PARTS OF THE EXERCISE:
#1 In the passage about the American music manager, take the part that opens with the words containing "Jason Owen (born" and closes with "University of Arkansas.", and write it out again with "Monticello" replaced by "Little Rock".
#2 According to the passage about the American music manager, in which town did Owen grow up?
#3 Extend the passage about the American music manager by writing what comes next after its final sentence.

SELECTED EXTRACT:
American music manager

Jason Owen (born 1976 or 1977), is an American music manager, record executive, and Tony-nominated producer best known for launching artist management company Sandbox Entertainment and leading the careers of Shania Twain, Kacey Musgraves, Faith Hill, Little Big Town, Dan+Shay, and Kelsea Ballerini among others. In 2015, Owen was named one of Billboard's “40 Under 40: Music’s Top Young Power Players”, and has since been included twice in the trade magazine's "Power 100" industry ranking.

==Early life==
Owen grew up in Monticello, Arkansas, where his father ran a chemical distribution company. He was inspired by the first concert he attended by The Judds at an early age, and was a fan of Madonna, Cher, Bette Midler, and Dolly Parton during his childhood. He attended college at the University of Arkansas.

==Career==
===Film and television industry===
After graduating from University of Arkansas, Owen held several roles within the film and television industry in Los Angeles and New York. He first worked for New Line Cinema and Fine Line Features in a publicity and talent relations position before moving to Spelling Entertainment, where he worked for television producer Aaron Spelling as manager of talent relations. He also served as director of marketing and talent relations for Columbia TriStar Television, where he oversaw press strategies for shows including Dawson's Creek, Ricki Lake, and The Young and the Restless.

===Universal Music Nashville===
Owen joined Universal Music Group Nashville, Universal Music Group's country music subsidiary, in 2002. In 2005 he was promoted from vice president to senior vice president of artist, media relations, and creative services, which involved responsibilities with record labels DreamWorks Nashville, MCA Nashville, and Mercury Nashville. In this Role, Owen helped launch careers for artists such as Sugarland, Julianne Hough, and Josh Turner. He then rose to senior vice president of artist development and marketing in March 2009, where he developed campaigns for Shania Twain, George Strait, Lee Ann Womack, and Reba McEntire.

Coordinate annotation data
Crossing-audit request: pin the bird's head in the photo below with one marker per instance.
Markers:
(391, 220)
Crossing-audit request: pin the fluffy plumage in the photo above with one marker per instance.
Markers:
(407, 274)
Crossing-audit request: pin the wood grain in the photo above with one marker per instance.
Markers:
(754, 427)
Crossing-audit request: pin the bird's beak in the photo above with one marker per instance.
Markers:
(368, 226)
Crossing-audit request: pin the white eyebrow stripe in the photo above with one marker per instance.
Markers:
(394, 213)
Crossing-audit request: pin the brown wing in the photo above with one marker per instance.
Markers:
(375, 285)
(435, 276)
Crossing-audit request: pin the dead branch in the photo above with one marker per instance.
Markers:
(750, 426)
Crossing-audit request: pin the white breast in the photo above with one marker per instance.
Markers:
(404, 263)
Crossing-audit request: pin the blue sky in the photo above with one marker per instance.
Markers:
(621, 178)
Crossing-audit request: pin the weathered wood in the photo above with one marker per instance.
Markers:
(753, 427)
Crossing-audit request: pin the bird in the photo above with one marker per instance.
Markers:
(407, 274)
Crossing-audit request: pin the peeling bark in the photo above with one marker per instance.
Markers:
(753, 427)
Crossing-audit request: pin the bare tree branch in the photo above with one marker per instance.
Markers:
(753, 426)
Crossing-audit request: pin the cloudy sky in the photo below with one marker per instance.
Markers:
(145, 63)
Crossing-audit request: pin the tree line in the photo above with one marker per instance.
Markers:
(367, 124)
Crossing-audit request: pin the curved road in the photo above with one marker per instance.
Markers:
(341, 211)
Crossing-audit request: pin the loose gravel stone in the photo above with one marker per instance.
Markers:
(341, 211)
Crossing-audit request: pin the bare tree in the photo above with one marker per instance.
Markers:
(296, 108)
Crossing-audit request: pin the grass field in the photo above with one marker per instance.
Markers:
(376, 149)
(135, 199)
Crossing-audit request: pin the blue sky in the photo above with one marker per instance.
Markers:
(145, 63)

TASK RESULTS:
#1
Jason Owen (born 1976 or 1977), is an American music manager, record executive, and Tony-nominated producer best known for launching artist management company Sandbox Entertainment and leading the careers of Shania Twain, Kacey Musgraves, Faith Hill, Little Big Town, Dan+Shay, and Kelsea Ballerini among others. In 2015, Owen was named one of Billboard's “40 Under 40: Music’s Top Young Power Players”, and has since been included twice in the trade magazine's "Power 100" industry ranking.

==Early life==
Owen grew up in Little Rock, Arkansas, where his father ran a chemical distribution company. He was inspired by the first concert he attended by The Judds at an early age, and was a fan of Madonna, Cher, Bette Midler, and Dolly Parton during his childhood. He attended college at the University of Arkansas.

#2 Monticello, Arkansas

#3
===Sandbox Entertainment===
In August 2010, Owen stepped down from his role at Universal Music Nashville to launch artist management company Sandbox Entertainment. He opened the company in September 2010, with Shania Twain as his first management client after working with her for 8 years with Universal. Owen remained connected to Universal Music Nashville by serving in a consultancy role with then chairman & CEO Luke Lewis. Sandbox was initially formed with a publicity, marketing, and creative focus, but has since grown to include a touring division and a digital marketing department. Since opening its doors, Sandbox and Owen have added a number of formidable country music acts to its roster including Kacey Musgraves, Little Big Town, Faith Hill, Dan + Shay (co-managed by Scooter Braun), Midland, and Kelsea Ballerini.

In 2017, Owen arranged for Kacey Musgraves to open for Harry Styles on 20 dates of his US his summer tour. He also established the first yearlong residency at the Ryman Auditorium dubbed "Little Big Town at the Mother Church", during which Little Big Town played a number of shows at the celebrated venue and sold more than 23,000 tickets in total.

In 2018, Owen was named Executive of the Year on Billboard Magazine's 2018 Country Power Players List, ranking "movers, shakers, and influencers" within country music.

In 2019, Owen's clients Kacey Musgraves and Dan + Shay collectively won 5 awards at the Grammys, including all country music categories as well as Album of the Year for Musgraves. Variety named Owen their Hitmakers Manager of the Year in December.

Owen's executive producer credits include the Amazon Prime Video holiday variety special The Kacey Musgraves Show, the syndicated daytime show Pickler & Ben, the Showtime tour documentary Tim & Faith: Soul2Soul, the Food Network's Kimberly’s Simply Southern, the ABC concert special Shania: Still the One Live from Vegas,.. Fox TV series; Monarch, starring Susan Sarandon, set in the world of country music. Love, Tom; a storytelling documentary on Paramount+, CMT's A River of Time: Naomi Judd Memorial, and COAL MINER’S DAUGHTER: A celebration of the life & music of LORETTA LYNN. Owen is also a producer of the Tony-nominated broadway musical, Shucked.

Additionally, he has been an Executive Producer for 2021 and 2022, CMT Music Awards.

===Monument Records===
In 2017, Owen partnered with award-winning producer and songwriter Shane McAnally to revive Monument Records, an imprint of Sony Music Entertainment known in its past iterations for signing Kris Kristofferson, Dolly Parton, Roy Orbison, Willie Nelson, and the Dixie Chicks. Their first signings included Caitlyn Smith and Walker Hayes, but their roster has since grown to include Brandon Ratcliff, Teddy Robb, Anna Moon, and a podcast with music industry veterans Susan Nadler and Evelyn Shriver, coined “Shady Ladies of Music City”. Monument Records closed in April 2025.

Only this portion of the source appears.